--- Begin SELECTED TEXT ---

The Innovators
Gates ignored the exam cramming he was supposed to be doing and even stopped playing poker. For eight weeks he and Allen and Davidoff holed up day and night at Harvard’s Aiken Lab making history on the PDP-10 that the Defense Department was funding. Occasionally they would break for dinner at Harvard House of Pizza or Aku Aku, an ersatz Polynesian restaurant. In the wee hours of the morning, Gates would sometimes fall asleep at the terminal. “He’d be in the middle of a line of code when he’d gradually tilt forward until his nose touched the keyboard,” Allen said. “After dozing an hour or two, he’d open his eyes, squint at the screen, blink twice, and resume precisely where he’d left off—a prodigious feat of concentration.”
They would scribble away at their notepads, competing at times to see who could execute a subroutine in the fewest lines. “I can do it in nine,” one would shout. Another would shoot back, “Well, I can do it in five!” Allen noted, “We knew that each byte saved would leave that much more room for users to add to their applications.” The goal was to get the program into less than the 4K of memory that an enhanced Altair would have, so there would still be room left for the consumer to use. (A 16GB smartphone has four million times that amount of memory.) At night they would fan out the printouts on the floor and search for ways to make it more elegant, compact, and efficient.59
By late February 1975, after eight weeks of intense coding, they got it down, brilliantly, into 3.2K. “It wasn’t a question of whether I could write the program, but rather a question of whether I could squeeze it into under 4k and make it super fast,” said Gates. “It was the coolest program I ever wrote.”60 Gates checked it for errors one last time, then commanded the Aiken Lab’s PDP-10 to spew out a punch tape of it so Allen could take it to Albuquerque.
On the flight down, Allen remembered he hadn’t written a loader, the sequence of commands that would instruct the Altair how to put the BASIC interpreter into its memory. As the plane was preparing to land, he grabbed a pad and wrote twenty-one lines in the machine language used by the Intel microprocessor, each line a three-digit number in base-8. He was sweating by the time he left the terminal, wearing a tan Ultrasuede polyester suit and looking for Ed Roberts. Eventually he spotted a jowly three-hundred-pound man in jeans and a string tie in a pickup truck. “I’d expected a high-powered executive from some cutting-edge entrepreneurial firm, like the ones clustered along Route 128, the high-tech beltway around Boston,” Allen recalled.

--- End SELECTED TEXT ---
--- Begin SUPPLIED MATERIAL ---

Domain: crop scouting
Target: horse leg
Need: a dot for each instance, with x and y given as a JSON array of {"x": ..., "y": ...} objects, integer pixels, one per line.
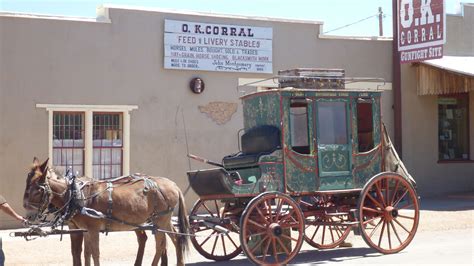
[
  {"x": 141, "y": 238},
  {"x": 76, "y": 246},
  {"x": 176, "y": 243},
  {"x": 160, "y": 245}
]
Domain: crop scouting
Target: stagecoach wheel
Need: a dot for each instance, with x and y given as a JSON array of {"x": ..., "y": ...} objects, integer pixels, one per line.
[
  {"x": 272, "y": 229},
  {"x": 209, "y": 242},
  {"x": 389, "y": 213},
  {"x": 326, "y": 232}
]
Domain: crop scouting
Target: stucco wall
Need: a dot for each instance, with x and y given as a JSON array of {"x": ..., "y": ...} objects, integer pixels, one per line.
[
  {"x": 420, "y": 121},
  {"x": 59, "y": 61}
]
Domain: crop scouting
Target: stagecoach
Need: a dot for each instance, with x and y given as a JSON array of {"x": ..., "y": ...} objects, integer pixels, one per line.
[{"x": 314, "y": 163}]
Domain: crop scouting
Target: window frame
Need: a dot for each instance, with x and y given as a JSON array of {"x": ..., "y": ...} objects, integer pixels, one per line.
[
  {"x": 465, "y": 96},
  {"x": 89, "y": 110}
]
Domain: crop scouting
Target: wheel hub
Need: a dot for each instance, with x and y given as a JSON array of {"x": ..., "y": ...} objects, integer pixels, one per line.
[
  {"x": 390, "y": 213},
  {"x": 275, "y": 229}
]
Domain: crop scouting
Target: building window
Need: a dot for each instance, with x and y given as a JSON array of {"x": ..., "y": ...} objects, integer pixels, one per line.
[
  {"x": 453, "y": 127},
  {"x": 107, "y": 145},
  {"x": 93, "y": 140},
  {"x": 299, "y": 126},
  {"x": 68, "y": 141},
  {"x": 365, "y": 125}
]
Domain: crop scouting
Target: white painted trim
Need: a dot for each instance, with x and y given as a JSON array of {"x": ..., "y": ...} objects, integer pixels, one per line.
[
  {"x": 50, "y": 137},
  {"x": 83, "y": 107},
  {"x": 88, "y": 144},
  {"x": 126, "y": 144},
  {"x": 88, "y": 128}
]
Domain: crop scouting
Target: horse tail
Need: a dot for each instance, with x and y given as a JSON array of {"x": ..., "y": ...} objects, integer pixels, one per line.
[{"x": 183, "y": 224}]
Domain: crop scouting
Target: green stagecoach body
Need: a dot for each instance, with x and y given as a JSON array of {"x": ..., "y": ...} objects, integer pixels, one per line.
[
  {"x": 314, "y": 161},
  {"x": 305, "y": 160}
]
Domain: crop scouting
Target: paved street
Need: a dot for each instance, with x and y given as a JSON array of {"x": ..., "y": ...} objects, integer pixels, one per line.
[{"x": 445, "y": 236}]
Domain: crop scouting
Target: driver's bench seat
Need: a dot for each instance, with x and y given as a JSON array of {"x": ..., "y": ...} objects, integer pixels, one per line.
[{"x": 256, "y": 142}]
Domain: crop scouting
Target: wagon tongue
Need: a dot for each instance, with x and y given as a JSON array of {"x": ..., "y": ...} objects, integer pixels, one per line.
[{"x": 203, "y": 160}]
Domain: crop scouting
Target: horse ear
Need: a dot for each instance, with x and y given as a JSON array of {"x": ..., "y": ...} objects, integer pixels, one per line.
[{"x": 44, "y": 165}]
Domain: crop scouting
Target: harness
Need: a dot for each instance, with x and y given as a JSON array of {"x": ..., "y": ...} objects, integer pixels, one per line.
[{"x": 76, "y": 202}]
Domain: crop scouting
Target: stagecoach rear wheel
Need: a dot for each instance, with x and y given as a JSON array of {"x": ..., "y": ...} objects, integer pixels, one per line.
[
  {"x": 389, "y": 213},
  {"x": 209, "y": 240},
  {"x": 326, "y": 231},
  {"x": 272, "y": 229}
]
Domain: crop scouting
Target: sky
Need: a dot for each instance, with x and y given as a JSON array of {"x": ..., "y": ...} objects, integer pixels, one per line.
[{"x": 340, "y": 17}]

--- End SUPPLIED MATERIAL ---
--- Begin SUPPLIED MATERIAL ---

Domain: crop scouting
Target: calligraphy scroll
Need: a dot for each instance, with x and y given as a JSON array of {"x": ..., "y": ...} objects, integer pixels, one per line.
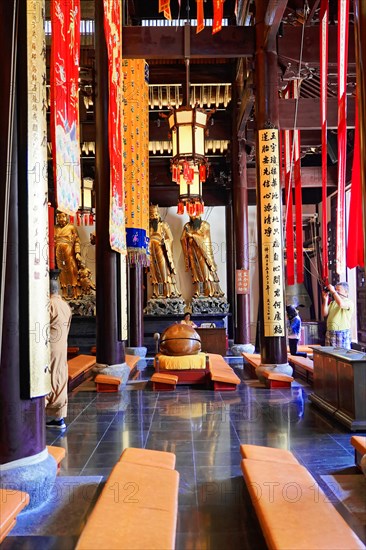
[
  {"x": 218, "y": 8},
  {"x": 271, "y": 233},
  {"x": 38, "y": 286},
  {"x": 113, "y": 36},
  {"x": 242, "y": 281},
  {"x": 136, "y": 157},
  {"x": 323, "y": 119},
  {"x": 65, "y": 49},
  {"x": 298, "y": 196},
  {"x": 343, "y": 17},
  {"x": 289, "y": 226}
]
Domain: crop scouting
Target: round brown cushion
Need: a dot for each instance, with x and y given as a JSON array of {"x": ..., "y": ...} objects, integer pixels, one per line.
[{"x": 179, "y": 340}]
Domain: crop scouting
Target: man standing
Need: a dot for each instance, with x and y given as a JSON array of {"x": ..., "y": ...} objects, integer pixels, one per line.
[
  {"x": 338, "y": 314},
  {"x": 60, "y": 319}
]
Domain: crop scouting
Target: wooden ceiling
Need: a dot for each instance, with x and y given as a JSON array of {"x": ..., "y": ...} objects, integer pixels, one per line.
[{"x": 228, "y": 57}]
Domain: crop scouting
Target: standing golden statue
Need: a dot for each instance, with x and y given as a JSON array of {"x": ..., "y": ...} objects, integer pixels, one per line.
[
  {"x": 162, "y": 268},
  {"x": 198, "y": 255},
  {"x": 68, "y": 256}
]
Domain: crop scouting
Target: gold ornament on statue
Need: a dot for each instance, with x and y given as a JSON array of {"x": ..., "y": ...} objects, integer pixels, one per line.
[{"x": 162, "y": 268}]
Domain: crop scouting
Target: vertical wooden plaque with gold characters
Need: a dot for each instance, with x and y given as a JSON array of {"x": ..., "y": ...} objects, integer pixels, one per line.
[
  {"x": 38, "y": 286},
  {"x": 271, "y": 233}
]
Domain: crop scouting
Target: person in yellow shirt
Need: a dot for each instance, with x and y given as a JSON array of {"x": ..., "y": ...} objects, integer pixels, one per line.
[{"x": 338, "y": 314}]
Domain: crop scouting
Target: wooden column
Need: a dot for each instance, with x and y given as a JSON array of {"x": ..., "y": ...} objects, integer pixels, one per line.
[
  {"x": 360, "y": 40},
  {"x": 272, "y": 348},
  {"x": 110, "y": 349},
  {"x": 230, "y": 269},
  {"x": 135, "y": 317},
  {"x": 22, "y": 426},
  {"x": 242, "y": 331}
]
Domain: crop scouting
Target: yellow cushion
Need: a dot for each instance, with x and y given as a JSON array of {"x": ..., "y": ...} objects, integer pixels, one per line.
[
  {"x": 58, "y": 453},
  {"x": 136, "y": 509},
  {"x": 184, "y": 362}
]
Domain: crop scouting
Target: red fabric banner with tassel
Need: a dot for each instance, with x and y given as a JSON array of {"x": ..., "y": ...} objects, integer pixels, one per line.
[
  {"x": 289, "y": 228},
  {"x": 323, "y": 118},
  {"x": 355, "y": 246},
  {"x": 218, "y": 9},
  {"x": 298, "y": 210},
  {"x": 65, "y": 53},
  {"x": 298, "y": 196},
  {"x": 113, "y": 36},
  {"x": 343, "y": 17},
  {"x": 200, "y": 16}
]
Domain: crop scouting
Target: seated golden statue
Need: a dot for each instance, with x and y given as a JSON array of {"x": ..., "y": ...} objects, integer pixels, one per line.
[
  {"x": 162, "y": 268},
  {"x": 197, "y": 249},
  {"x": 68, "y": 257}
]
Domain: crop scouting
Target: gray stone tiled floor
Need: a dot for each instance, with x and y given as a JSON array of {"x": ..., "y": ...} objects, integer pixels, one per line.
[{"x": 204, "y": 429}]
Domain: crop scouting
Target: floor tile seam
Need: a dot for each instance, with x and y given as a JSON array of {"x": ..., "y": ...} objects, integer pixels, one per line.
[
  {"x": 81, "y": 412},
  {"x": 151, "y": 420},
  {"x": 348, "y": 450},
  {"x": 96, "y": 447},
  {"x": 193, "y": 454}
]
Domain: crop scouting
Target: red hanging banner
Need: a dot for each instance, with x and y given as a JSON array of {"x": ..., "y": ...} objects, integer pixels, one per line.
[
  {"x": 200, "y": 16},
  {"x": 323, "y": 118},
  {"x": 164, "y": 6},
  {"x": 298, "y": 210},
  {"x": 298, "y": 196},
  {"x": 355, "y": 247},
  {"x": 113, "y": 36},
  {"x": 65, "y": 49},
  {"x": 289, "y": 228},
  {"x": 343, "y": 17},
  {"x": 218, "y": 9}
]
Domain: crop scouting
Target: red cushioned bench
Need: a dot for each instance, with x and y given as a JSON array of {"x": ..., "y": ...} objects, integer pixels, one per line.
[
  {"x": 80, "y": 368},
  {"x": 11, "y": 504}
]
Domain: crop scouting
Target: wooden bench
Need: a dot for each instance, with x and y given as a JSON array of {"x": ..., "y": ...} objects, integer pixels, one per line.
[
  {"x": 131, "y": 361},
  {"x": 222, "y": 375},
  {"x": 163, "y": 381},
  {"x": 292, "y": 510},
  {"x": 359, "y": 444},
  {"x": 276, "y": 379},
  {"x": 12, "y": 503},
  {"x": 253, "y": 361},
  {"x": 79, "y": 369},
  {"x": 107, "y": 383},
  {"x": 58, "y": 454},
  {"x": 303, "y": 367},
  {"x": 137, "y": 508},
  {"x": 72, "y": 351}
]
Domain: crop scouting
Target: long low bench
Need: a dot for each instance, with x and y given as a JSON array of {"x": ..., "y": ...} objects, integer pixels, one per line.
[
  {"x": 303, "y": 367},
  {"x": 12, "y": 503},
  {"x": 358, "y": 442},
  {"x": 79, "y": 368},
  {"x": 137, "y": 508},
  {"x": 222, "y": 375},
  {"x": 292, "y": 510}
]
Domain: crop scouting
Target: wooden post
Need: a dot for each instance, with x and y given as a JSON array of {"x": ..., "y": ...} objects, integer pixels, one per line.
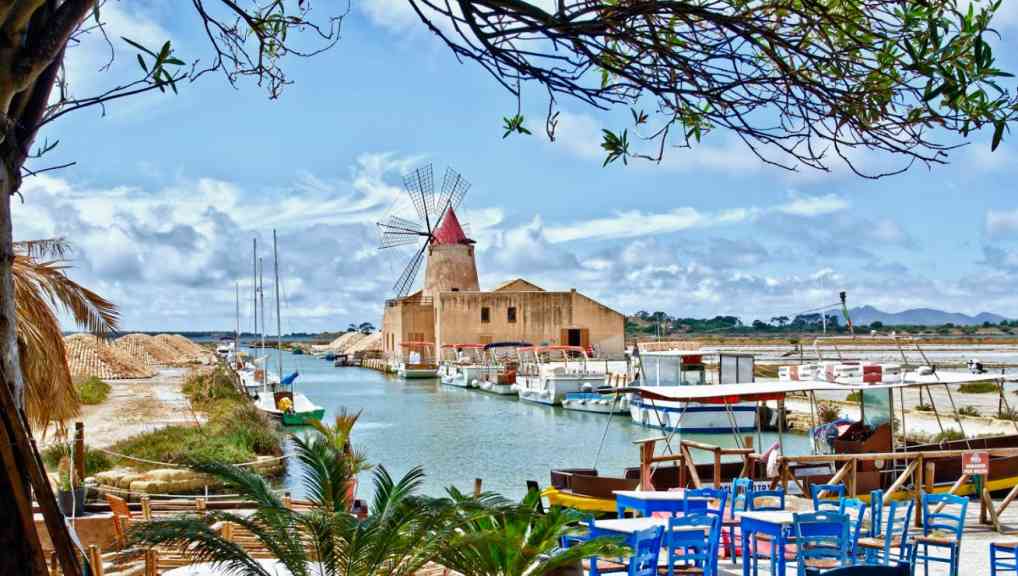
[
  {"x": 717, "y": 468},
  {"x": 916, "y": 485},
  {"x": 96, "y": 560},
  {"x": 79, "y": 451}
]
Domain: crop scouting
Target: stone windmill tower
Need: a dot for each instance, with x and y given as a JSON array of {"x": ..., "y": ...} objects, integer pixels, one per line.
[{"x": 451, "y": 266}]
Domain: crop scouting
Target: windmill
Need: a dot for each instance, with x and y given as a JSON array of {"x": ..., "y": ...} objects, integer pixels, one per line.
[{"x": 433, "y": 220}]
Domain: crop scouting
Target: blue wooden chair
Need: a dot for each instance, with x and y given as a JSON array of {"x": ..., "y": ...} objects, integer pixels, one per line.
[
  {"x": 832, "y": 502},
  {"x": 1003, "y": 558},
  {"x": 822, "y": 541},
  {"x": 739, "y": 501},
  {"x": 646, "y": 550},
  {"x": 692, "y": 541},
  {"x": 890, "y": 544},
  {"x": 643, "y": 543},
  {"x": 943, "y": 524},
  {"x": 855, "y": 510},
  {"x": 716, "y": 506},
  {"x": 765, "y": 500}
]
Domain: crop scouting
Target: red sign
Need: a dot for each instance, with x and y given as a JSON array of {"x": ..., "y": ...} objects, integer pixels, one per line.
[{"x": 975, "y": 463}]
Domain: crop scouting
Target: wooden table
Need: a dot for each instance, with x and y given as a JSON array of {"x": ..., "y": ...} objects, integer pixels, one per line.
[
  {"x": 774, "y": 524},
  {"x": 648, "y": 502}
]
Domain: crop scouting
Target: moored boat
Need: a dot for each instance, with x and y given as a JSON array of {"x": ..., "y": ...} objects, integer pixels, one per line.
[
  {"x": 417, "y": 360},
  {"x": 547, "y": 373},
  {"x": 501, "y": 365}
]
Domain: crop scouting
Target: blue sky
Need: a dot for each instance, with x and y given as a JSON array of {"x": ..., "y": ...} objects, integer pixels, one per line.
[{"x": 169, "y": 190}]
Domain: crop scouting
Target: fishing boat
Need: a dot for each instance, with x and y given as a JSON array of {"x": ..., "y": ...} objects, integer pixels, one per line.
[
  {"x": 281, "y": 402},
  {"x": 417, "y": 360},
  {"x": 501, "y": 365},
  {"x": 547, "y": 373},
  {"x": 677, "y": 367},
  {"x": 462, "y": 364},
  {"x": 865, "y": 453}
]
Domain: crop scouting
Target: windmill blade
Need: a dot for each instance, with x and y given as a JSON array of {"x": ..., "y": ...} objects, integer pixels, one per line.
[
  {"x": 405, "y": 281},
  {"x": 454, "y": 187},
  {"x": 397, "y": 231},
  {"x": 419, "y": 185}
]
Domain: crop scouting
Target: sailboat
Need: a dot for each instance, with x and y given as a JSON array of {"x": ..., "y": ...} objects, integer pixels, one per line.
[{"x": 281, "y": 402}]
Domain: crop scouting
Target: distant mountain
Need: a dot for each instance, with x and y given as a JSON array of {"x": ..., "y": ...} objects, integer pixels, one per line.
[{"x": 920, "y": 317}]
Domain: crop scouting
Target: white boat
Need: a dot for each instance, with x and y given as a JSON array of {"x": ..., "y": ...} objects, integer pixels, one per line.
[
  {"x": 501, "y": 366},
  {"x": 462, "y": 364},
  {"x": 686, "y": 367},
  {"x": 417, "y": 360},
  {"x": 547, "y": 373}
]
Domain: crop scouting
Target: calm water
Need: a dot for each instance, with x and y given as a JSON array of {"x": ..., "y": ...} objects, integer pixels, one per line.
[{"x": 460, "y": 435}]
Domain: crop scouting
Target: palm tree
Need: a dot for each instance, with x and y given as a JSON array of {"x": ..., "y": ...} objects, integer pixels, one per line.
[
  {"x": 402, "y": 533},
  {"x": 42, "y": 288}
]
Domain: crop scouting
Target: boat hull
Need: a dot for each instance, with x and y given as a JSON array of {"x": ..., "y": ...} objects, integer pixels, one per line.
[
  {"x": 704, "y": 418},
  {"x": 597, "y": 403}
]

--- End SUPPLIED MATERIAL ---

> [WHAT TO DO]
[A] Answer these questions from the excerpt on writing BASIC for the Altair:
(i) For how many weeks did Gates, Allen, and Davidoff work at Harvard's Aiken Lab?
(ii) What size did they finally squeeze the program into?
(iii) How many lines did Allen write for the loader as the plane prepared to land?
[B] Locate each line of the records that contains the string "bench", and copy those lines.
The excerpt and the records come from unrelated sources.

> [RESULTS FOR EACH TASK]
[A]
(i) Eight weeks
(ii) 3.2K
(iii) Twenty-one lines

[B]
Target: driver's bench seat
Target: red cushioned bench
Target: wooden bench
Target: long low bench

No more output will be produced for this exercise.